* Exercise aim
Within the listing that follows, how many lines contain the word "symbol"? Only the number is wanted.

* Given entries
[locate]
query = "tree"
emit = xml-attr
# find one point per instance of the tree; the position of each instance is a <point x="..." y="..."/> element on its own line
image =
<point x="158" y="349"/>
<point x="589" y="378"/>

==

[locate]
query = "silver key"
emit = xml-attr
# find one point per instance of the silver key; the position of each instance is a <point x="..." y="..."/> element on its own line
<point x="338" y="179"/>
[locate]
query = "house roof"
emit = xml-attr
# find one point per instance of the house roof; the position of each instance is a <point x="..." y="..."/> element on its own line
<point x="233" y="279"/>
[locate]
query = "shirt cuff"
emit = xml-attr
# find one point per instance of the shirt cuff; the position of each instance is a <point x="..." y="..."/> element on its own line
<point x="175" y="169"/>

==

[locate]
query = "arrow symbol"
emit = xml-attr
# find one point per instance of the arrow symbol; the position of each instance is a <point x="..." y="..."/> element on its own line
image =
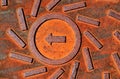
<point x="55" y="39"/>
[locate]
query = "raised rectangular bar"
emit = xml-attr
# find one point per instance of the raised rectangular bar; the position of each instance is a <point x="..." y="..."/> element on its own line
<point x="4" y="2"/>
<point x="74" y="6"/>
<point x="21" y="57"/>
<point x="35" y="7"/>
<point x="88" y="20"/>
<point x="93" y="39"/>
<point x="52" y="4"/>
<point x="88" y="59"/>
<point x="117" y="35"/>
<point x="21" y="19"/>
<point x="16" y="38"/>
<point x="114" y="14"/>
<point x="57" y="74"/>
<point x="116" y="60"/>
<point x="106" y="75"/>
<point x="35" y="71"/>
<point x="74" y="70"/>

* Solution
2